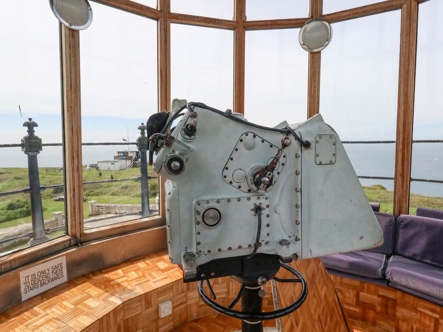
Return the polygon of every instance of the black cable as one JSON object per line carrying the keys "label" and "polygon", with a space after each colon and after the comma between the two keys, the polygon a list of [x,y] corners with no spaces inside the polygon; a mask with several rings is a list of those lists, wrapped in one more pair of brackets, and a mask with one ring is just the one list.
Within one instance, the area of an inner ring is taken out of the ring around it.
{"label": "black cable", "polygon": [[246,258],[251,258],[255,253],[257,252],[257,249],[260,247],[260,234],[261,233],[261,207],[260,205],[256,205],[254,208],[257,216],[258,217],[258,226],[257,227],[257,236],[255,239],[255,243],[254,243],[254,250],[252,251],[251,254],[246,257]]}
{"label": "black cable", "polygon": [[[211,107],[210,106],[208,106],[205,105],[203,103],[196,103],[194,101],[191,101],[188,103],[188,104],[189,107],[190,106],[196,106],[197,107],[199,107],[201,108],[205,108],[208,111],[210,111],[212,112],[214,112],[221,115],[222,115],[223,116],[226,116],[229,118],[229,119],[234,120],[238,122],[240,122],[243,124],[245,124],[247,126],[249,126],[250,127],[253,127],[254,128],[258,128],[260,129],[264,129],[265,130],[268,130],[270,131],[276,131],[277,132],[281,133],[282,134],[288,134],[288,131],[286,129],[279,129],[276,128],[270,128],[267,127],[264,127],[264,126],[260,126],[259,124],[255,124],[249,122],[245,120],[242,120],[241,119],[239,119],[236,116],[234,116],[230,114],[228,114],[225,112],[222,112],[220,110],[218,110],[217,108],[214,108],[213,107]],[[189,108],[188,108],[189,109]],[[192,111],[191,111],[192,112]]]}
{"label": "black cable", "polygon": [[238,294],[237,294],[237,296],[234,299],[233,301],[231,302],[231,304],[228,306],[227,308],[228,309],[232,309],[237,304],[238,300],[241,297],[241,294],[243,293],[243,291],[245,290],[245,287],[246,287],[246,284],[241,284],[241,287],[240,287],[240,290],[238,292]]}
{"label": "black cable", "polygon": [[168,127],[169,127],[171,125],[171,124],[172,124],[172,122],[174,120],[175,120],[176,119],[179,117],[179,116],[180,116],[183,115],[184,114],[184,113],[180,113],[180,112],[184,110],[185,108],[186,108],[186,105],[183,105],[177,110],[175,114],[171,114],[170,117],[169,118],[169,119],[168,119],[167,121],[166,122],[166,124],[164,125],[164,127],[163,127],[163,128],[160,131],[160,134],[164,133],[165,131],[167,129]]}
{"label": "black cable", "polygon": [[208,288],[209,289],[209,291],[211,292],[211,295],[212,295],[212,298],[214,300],[217,300],[217,297],[215,296],[215,293],[214,293],[214,291],[212,290],[212,287],[211,287],[211,284],[209,283],[209,279],[206,279],[206,283],[208,285]]}
{"label": "black cable", "polygon": [[311,146],[310,142],[309,141],[303,141],[302,139],[300,137],[299,137],[298,135],[297,135],[295,133],[295,132],[294,131],[294,129],[290,127],[289,126],[286,126],[286,127],[285,127],[285,129],[288,129],[288,130],[290,131],[291,134],[294,135],[294,137],[295,138],[295,139],[301,143],[303,147],[309,147]]}

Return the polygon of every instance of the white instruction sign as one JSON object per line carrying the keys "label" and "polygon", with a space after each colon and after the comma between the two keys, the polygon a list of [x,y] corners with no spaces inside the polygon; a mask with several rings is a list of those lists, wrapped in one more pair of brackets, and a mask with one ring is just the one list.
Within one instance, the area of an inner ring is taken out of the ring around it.
{"label": "white instruction sign", "polygon": [[65,256],[22,271],[20,272],[22,301],[67,281]]}

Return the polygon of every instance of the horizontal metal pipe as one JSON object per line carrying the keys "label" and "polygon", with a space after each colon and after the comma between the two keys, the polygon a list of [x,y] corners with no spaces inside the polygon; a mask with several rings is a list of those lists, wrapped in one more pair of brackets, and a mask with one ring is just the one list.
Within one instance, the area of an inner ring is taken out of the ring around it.
{"label": "horizontal metal pipe", "polygon": [[[152,179],[158,179],[159,177],[158,176],[148,176],[148,180],[152,180]],[[86,182],[83,182],[84,185],[90,185],[94,183],[102,183],[104,182],[121,182],[122,181],[130,181],[131,180],[140,180],[141,179],[141,177],[138,177],[137,178],[127,178],[124,179],[114,179],[113,180],[101,180],[98,181],[88,181]],[[44,191],[47,189],[53,189],[56,188],[61,188],[62,187],[64,187],[64,185],[41,185],[40,186],[40,190],[41,191]],[[8,195],[14,195],[15,194],[22,193],[29,193],[31,192],[31,188],[28,187],[27,187],[23,189],[20,189],[18,190],[12,190],[12,191],[5,191],[3,193],[0,193],[0,197],[1,196],[7,196]]]}
{"label": "horizontal metal pipe", "polygon": [[[342,141],[343,144],[392,144],[395,143],[395,141]],[[443,139],[415,139],[412,141],[412,143],[443,143]],[[94,145],[136,145],[137,143],[133,142],[102,142],[101,143],[82,143],[84,146]],[[43,147],[61,147],[61,143],[44,143],[42,145]],[[0,147],[21,147],[20,143],[0,144]]]}
{"label": "horizontal metal pipe", "polygon": [[[107,142],[101,143],[82,143],[82,145],[136,145],[137,143],[135,142]],[[43,143],[42,144],[43,147],[61,147],[63,145],[62,143]],[[21,147],[22,145],[19,143],[14,143],[13,144],[0,144],[0,147]]]}
{"label": "horizontal metal pipe", "polygon": [[375,180],[393,180],[393,178],[387,178],[384,176],[363,176],[358,175],[359,179],[375,179]]}
{"label": "horizontal metal pipe", "polygon": [[342,141],[344,144],[375,144],[395,143],[395,141]]}

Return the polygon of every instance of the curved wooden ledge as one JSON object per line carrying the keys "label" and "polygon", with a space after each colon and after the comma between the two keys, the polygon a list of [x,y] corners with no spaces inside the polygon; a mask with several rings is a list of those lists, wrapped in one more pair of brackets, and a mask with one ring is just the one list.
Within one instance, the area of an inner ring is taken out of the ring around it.
{"label": "curved wooden ledge", "polygon": [[[332,281],[320,260],[291,264],[305,276],[309,290],[303,305],[282,319],[284,331],[349,331]],[[279,276],[288,277],[286,273],[281,271]],[[184,284],[182,277],[181,270],[169,263],[167,252],[146,255],[78,277],[11,308],[0,314],[0,332],[166,332],[188,321],[215,317],[200,300],[197,283]],[[267,311],[273,310],[270,283],[264,299]],[[211,284],[217,301],[225,306],[240,286],[229,277],[213,279]],[[278,285],[281,307],[299,293],[298,284]],[[158,304],[167,300],[172,302],[173,313],[159,319]],[[232,330],[239,329],[240,322],[232,321]],[[275,326],[275,321],[266,324]]]}

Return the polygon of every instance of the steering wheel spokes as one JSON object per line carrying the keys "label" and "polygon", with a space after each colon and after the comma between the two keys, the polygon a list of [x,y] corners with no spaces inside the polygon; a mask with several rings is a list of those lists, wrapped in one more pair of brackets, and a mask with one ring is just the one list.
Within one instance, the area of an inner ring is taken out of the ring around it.
{"label": "steering wheel spokes", "polygon": [[[302,284],[301,293],[297,300],[292,304],[281,309],[265,313],[245,313],[243,311],[233,310],[232,308],[238,302],[238,301],[241,297],[242,294],[245,290],[246,285],[244,283],[242,284],[238,294],[227,307],[223,307],[216,303],[211,300],[206,294],[203,289],[202,280],[198,282],[197,288],[198,294],[203,301],[210,308],[218,313],[227,316],[228,317],[249,321],[266,320],[269,319],[276,319],[280,317],[283,317],[283,316],[288,315],[296,310],[302,305],[304,300],[306,299],[306,297],[307,296],[307,284],[306,282],[306,280],[302,275],[301,274],[292,266],[280,262],[280,267],[289,271],[296,277],[297,278],[282,279],[274,277],[273,278],[274,280],[279,282],[299,282]],[[212,289],[209,284],[209,282],[208,282],[208,288],[210,291],[212,290]],[[212,293],[211,292],[211,293]]]}

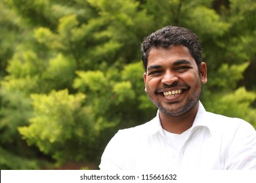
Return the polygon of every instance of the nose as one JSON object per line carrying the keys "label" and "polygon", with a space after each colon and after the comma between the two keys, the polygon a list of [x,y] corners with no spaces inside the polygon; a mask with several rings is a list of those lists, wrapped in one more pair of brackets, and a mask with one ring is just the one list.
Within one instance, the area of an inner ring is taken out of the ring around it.
{"label": "nose", "polygon": [[161,82],[167,85],[171,85],[173,82],[177,82],[179,78],[171,71],[167,71],[163,75]]}

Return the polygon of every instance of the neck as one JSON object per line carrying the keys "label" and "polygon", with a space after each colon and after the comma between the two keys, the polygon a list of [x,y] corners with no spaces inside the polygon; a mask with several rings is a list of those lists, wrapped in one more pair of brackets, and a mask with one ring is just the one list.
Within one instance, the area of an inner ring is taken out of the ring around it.
{"label": "neck", "polygon": [[181,116],[171,116],[161,110],[161,124],[165,130],[173,133],[181,134],[192,127],[199,107],[199,102],[186,114]]}

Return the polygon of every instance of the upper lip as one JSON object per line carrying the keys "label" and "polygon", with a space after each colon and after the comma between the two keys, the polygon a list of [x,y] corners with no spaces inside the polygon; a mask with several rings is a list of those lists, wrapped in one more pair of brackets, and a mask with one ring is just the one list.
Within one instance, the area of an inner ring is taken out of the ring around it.
{"label": "upper lip", "polygon": [[161,89],[161,90],[157,90],[157,93],[163,93],[163,92],[173,92],[173,91],[175,91],[175,90],[186,90],[187,88],[163,88],[163,89]]}

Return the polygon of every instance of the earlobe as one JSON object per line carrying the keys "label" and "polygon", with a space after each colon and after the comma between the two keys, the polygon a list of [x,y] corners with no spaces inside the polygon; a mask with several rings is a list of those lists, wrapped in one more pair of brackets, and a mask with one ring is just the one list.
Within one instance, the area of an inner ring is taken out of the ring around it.
{"label": "earlobe", "polygon": [[207,71],[206,63],[202,62],[200,65],[200,75],[201,75],[201,80],[203,84],[207,83]]}

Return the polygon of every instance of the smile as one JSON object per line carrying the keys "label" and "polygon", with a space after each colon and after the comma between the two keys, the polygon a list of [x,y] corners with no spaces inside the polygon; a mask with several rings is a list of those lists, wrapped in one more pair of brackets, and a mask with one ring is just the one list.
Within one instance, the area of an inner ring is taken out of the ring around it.
{"label": "smile", "polygon": [[179,89],[173,91],[163,92],[163,95],[167,97],[173,97],[182,92],[182,90]]}

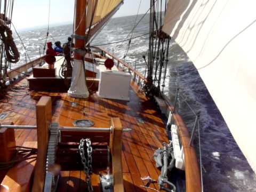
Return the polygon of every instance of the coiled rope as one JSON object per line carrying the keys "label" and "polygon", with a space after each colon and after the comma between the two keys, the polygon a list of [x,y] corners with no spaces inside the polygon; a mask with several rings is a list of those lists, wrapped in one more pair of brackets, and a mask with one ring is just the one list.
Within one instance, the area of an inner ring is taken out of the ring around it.
{"label": "coiled rope", "polygon": [[20,53],[12,37],[12,30],[5,25],[0,25],[1,39],[4,44],[6,60],[15,63],[20,60]]}

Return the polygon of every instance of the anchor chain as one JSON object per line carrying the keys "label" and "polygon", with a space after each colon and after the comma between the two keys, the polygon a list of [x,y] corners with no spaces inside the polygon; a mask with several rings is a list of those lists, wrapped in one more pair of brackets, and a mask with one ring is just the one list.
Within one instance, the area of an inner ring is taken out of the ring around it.
{"label": "anchor chain", "polygon": [[[85,157],[84,150],[85,142],[87,147],[87,159]],[[84,166],[84,171],[86,175],[86,183],[88,191],[93,191],[93,188],[92,186],[91,175],[92,174],[92,148],[91,147],[91,141],[90,139],[82,139],[80,140],[79,145],[79,153],[81,157],[81,161]]]}

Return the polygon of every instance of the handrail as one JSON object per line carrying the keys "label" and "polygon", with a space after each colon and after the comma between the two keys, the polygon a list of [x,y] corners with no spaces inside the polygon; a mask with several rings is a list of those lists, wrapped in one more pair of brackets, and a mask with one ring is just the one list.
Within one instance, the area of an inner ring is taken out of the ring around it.
{"label": "handrail", "polygon": [[[132,78],[134,81],[135,75],[137,75],[141,79],[147,81],[147,79],[144,77],[140,72],[137,71],[135,69],[131,67],[128,63],[122,61],[118,58],[117,58],[113,54],[106,51],[105,49],[97,47],[95,48],[99,49],[102,52],[109,55],[113,59],[117,61],[117,67],[119,67],[119,63],[123,65],[124,66],[127,68],[129,70],[133,72],[133,78]],[[139,83],[140,83],[138,81]],[[137,82],[138,83],[138,82]],[[179,133],[181,138],[181,143],[183,147],[183,151],[185,157],[185,170],[186,170],[186,191],[203,191],[203,181],[202,178],[202,166],[201,166],[200,169],[198,167],[198,164],[197,160],[197,156],[196,153],[196,149],[195,147],[191,145],[193,142],[194,133],[195,132],[195,129],[196,125],[198,125],[199,127],[198,122],[198,115],[196,114],[195,112],[193,110],[188,103],[187,103],[189,108],[192,110],[192,112],[195,114],[197,118],[196,118],[194,126],[193,127],[193,134],[190,136],[188,132],[188,129],[182,119],[181,116],[178,113],[177,110],[175,110],[176,104],[179,98],[179,89],[177,89],[175,93],[175,99],[174,104],[173,105],[167,97],[162,92],[160,92],[160,96],[164,99],[165,103],[168,107],[170,113],[174,117],[174,121],[176,124],[179,127]],[[170,123],[170,122],[169,123]],[[199,131],[199,127],[198,127]],[[201,151],[200,151],[201,153]],[[201,165],[201,157],[200,156],[200,165]]]}

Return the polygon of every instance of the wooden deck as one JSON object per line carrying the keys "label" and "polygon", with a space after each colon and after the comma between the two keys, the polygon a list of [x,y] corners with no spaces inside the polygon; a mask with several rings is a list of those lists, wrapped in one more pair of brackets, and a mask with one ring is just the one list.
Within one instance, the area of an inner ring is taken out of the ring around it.
{"label": "wooden deck", "polygon": [[[124,184],[126,191],[153,191],[141,187],[146,184],[141,178],[149,175],[157,180],[159,171],[153,159],[154,150],[168,142],[164,124],[156,105],[140,93],[132,83],[130,101],[100,99],[91,94],[87,100],[70,98],[66,93],[30,92],[26,79],[10,90],[5,98],[0,100],[0,113],[8,113],[3,121],[12,121],[15,125],[35,125],[35,104],[42,95],[49,95],[54,100],[52,106],[53,122],[61,126],[73,126],[73,121],[86,118],[94,122],[94,127],[110,126],[110,118],[120,118],[124,128],[132,131],[123,135],[122,164]],[[141,118],[141,123],[137,118]],[[36,141],[36,130],[17,130],[17,145]],[[0,171],[0,180],[5,172]],[[94,171],[92,183],[95,191],[99,191],[99,173]],[[84,191],[85,175],[83,171],[63,171],[58,191]],[[150,187],[158,189],[157,183]]]}

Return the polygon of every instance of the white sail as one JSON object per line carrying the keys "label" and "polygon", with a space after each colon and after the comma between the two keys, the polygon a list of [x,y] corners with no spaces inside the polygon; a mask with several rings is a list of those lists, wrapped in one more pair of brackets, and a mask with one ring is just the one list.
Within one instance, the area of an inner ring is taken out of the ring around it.
{"label": "white sail", "polygon": [[123,2],[123,0],[89,1],[87,8],[86,28],[89,28],[91,23],[93,25],[102,20],[118,7]]}
{"label": "white sail", "polygon": [[254,172],[255,7],[253,0],[169,0],[163,29],[197,68]]}

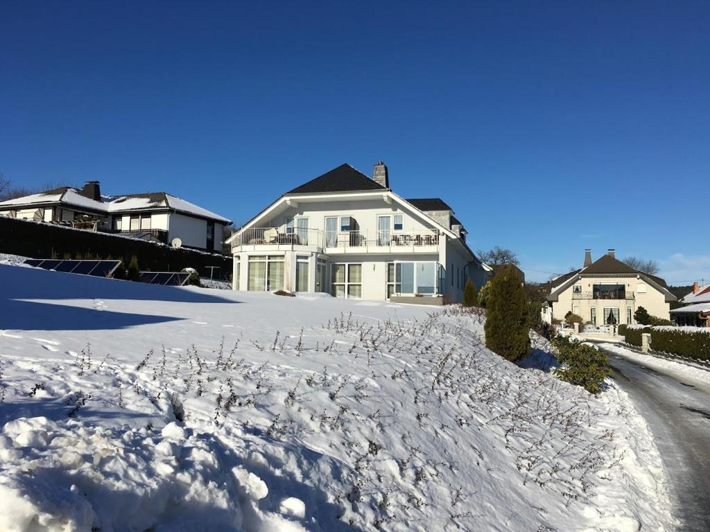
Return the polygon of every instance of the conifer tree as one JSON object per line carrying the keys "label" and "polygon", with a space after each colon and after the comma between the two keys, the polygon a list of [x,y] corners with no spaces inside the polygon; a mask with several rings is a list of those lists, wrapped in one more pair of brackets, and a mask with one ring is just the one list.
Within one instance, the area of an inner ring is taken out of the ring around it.
{"label": "conifer tree", "polygon": [[512,266],[498,270],[486,305],[486,346],[511,362],[530,352],[528,298]]}
{"label": "conifer tree", "polygon": [[479,295],[476,292],[476,287],[471,282],[471,279],[466,282],[466,287],[464,288],[464,306],[475,306],[479,302]]}

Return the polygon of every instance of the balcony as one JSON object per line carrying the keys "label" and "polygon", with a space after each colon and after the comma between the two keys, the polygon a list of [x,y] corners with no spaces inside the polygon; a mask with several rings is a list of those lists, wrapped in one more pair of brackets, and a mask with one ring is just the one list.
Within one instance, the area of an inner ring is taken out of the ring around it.
{"label": "balcony", "polygon": [[435,253],[441,238],[436,231],[325,231],[294,228],[251,228],[235,235],[232,250],[276,251],[308,248],[326,253]]}
{"label": "balcony", "polygon": [[232,250],[275,251],[298,248],[323,248],[323,232],[319,229],[296,228],[286,233],[276,227],[245,229],[234,236]]}
{"label": "balcony", "polygon": [[439,238],[436,231],[327,231],[324,236],[327,253],[432,253]]}
{"label": "balcony", "polygon": [[608,301],[633,300],[635,297],[633,292],[578,292],[572,293],[572,299],[604,299]]}

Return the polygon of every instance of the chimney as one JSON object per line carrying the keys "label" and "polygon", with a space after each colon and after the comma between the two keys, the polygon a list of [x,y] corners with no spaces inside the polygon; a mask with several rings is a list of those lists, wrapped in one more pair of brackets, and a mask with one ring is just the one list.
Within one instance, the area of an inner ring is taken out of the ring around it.
{"label": "chimney", "polygon": [[591,250],[584,250],[584,267],[591,266]]}
{"label": "chimney", "polygon": [[101,188],[98,181],[87,181],[82,189],[82,196],[85,196],[95,201],[101,201]]}
{"label": "chimney", "polygon": [[382,161],[375,165],[375,170],[372,172],[372,179],[386,189],[390,187],[390,179],[387,175],[387,167],[385,166],[385,163]]}

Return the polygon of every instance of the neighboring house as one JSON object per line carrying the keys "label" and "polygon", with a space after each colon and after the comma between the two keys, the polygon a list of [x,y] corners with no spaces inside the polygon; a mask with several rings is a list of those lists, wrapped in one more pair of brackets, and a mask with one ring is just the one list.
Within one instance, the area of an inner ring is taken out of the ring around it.
{"label": "neighboring house", "polygon": [[104,196],[98,181],[0,202],[0,216],[121,233],[222,253],[229,220],[165,192]]}
{"label": "neighboring house", "polygon": [[349,165],[287,192],[234,233],[234,288],[440,304],[490,275],[439,198],[404,199],[387,167]]}
{"label": "neighboring house", "polygon": [[670,319],[670,303],[677,298],[665,281],[618,260],[613,250],[594,262],[591,250],[584,255],[582,268],[551,282],[547,301],[554,319],[563,320],[572,311],[594,325],[630,325],[640,306],[651,316]]}
{"label": "neighboring house", "polygon": [[687,306],[670,311],[677,325],[710,327],[710,284],[701,286],[696,282],[693,291],[684,296],[680,302]]}

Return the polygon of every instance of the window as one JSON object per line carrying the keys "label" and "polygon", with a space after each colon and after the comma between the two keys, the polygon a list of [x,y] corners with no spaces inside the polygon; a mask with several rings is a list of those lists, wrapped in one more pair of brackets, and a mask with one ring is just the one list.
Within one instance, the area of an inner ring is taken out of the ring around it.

= = = = =

### The problem
Give as a JSON list of strings, one string per line and blank lines omitted, the lines from the one containing "Return the polygon of every instance of the window" through the end of the records.

### Answer to the problem
[
  "Return the polygon of every instance of the window as one JSON object per line carrying the keys \"label\" and \"polygon\", with a space after each colon and after the comma between the two keys, the polygon a list of [x,y] corners with no spaces inside the polygon; a mask with several rings is a list of those lists, wrapped in one more pair of brackets, and a mask with one ring is just the one list.",
  "Within one instance, the area of an inner ring is taken out of the ring around it."
]